Goal: Can you restate the records below word for word?

------ Data for the task ------

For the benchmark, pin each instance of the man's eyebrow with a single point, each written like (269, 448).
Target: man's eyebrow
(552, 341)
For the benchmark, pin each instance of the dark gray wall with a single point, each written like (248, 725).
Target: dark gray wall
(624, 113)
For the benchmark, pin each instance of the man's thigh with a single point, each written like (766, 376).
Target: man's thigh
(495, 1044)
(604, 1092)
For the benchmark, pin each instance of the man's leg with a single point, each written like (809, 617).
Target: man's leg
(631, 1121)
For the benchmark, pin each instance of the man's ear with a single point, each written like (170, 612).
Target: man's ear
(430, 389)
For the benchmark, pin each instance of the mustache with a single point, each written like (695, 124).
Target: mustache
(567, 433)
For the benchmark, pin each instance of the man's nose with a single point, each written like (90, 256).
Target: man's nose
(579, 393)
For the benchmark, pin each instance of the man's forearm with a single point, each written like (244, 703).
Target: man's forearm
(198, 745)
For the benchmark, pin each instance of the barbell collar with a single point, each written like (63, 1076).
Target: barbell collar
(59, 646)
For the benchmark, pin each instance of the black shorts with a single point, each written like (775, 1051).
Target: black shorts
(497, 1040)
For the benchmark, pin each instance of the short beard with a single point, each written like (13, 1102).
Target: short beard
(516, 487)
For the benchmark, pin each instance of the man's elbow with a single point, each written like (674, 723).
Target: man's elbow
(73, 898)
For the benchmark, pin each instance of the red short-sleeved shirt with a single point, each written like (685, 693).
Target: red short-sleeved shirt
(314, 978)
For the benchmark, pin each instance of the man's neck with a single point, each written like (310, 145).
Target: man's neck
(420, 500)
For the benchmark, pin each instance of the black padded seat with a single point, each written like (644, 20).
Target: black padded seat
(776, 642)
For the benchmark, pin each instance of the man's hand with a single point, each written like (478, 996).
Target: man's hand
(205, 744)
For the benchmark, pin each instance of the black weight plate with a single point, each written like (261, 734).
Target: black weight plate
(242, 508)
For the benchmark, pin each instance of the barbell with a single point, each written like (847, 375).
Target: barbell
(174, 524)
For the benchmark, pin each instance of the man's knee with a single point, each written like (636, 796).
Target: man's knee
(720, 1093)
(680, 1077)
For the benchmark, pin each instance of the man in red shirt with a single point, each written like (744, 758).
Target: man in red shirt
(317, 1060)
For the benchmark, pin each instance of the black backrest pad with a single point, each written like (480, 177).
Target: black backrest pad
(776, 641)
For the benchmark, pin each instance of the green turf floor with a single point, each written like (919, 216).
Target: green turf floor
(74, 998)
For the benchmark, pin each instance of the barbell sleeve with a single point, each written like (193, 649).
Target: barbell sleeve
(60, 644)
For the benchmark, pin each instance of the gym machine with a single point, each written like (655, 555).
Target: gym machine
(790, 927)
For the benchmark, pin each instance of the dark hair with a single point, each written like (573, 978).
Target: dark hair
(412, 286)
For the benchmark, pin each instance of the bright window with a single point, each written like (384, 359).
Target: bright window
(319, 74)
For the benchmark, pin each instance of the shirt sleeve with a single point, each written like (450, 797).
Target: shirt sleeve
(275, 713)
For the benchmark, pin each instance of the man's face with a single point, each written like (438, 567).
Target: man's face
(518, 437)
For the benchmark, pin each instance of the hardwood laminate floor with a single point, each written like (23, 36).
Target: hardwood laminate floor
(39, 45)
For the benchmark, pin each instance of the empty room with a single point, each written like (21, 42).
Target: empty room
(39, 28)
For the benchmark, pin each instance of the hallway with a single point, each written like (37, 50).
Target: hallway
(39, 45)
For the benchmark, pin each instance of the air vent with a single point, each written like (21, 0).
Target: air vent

------

Task response:
For the benchmark, pin each instance of the man's eyebrow with a single point, each written like (269, 448).
Target: man's eyebrow
(552, 341)
For the benchmark, pin each instance of the dark gray wall with a single point, each written like (248, 725).
Target: dark gray wall
(624, 113)
For the benchmark, pin each instance of the man's thigh with a single point, each written like (766, 376).
Target: man's thigh
(495, 1044)
(604, 1092)
For the benchmark, pin each instance of the man's leg with a single point, each written like (809, 617).
Target: man's leg
(631, 1121)
For the benchmark, pin each instance of the man's ear with a single point, each written like (170, 612).
Target: man's ear
(430, 389)
For the benchmark, pin each instance of the mustache with a single point, each written like (695, 124).
Target: mustache
(567, 433)
For the benchmark, pin each instance of the man's nose with a single point, each written like (90, 256).
Target: man's nose
(579, 393)
For the benchmark, pin each instance of the man's forearm with a single point, each written like (244, 703).
Target: man's forearm
(198, 745)
For the benchmark, pin each instance of the barbell collar with a single point, each written like (63, 1076).
Target: barbell collar
(59, 646)
For the benchmark, pin each instance of the black shorts with a single point, each written like (775, 1051).
Target: black shorts
(497, 1040)
For the benchmark, pin each instance of the short beard with a single point, each written like (13, 1102).
Target: short beard
(516, 487)
For the benchmark, pin each instance of the man's elbow with a single point, each written like (674, 723).
Target: man's elbow
(73, 898)
For the benchmark, pin each instance of the red short-sleeved shirt with a single point, each written like (685, 693).
Target: red short-sleeved shirt
(314, 978)
For the benchmark, pin each instance of the man's neck with a single point, each written like (310, 145).
Target: man's neck
(420, 500)
For the benchmark, pin each instance of the black padded seat with a single point, each written like (644, 20).
Target: black padded seat
(776, 642)
For the benchmark, pin each instance of the man's hand with a single point, each written like (478, 996).
Target: man's hand
(205, 744)
For the benchmark, pin each instance of the black weight plate with a single point, each written like (261, 734).
Target: black weight plate
(242, 508)
For the benchmark, pin each instance of the barbell with a single point, each written like (847, 375).
Target: barbell
(174, 524)
For the benchmark, pin each instance of the man's knee with a single point, each written like (636, 796).
Target: man's knee
(720, 1093)
(680, 1077)
For the benchmark, pin each instance of the man in red shirt with a single point, each written like (744, 758).
Target: man in red shirt
(317, 1060)
For the benchmark, pin each instance of the black backrest pad with a single point, each written like (480, 177).
Target: black backrest pad
(776, 641)
For the benchmark, pin each instance of the green turf floor with a single point, each written like (919, 216).
Target: green turf floor
(74, 998)
For the benchmark, pin each instance of the barbell sleeve with a single point, each written like (193, 649).
Target: barbell sleeve
(60, 644)
For the benchmark, pin each instance of the gym machine with a single point, each written like (655, 555).
Target: gym machine
(790, 927)
For the benchmark, pin each instance of the dark hair with a single point, each written like (573, 978).
Target: dark hair
(412, 286)
For the benchmark, pin each instance of the bright window with a single point, each written like (384, 359).
Target: bright window
(319, 74)
For the benchmark, pin each instance of the shirt sleeve with a single point, each written like (450, 797).
Target: shirt sleeve
(275, 713)
For the benchmark, pin each instance of the man's face with a single point, each written like (438, 567).
Target: man's face
(518, 437)
For the benchmark, pin each instance of the hardwood laminate floor with a single point, each written like (23, 36).
Target: hardwood laminate floor
(39, 45)
For the benchmark, pin each instance of the empty room with a single point, each written like (21, 42).
Target: empty room
(39, 28)
For the benchmark, pin each instance of the hallway with a single point, each written like (37, 50).
Target: hallway
(39, 45)
For the benchmark, pin each instance of the air vent with a single point, each written like (21, 0).
Target: air vent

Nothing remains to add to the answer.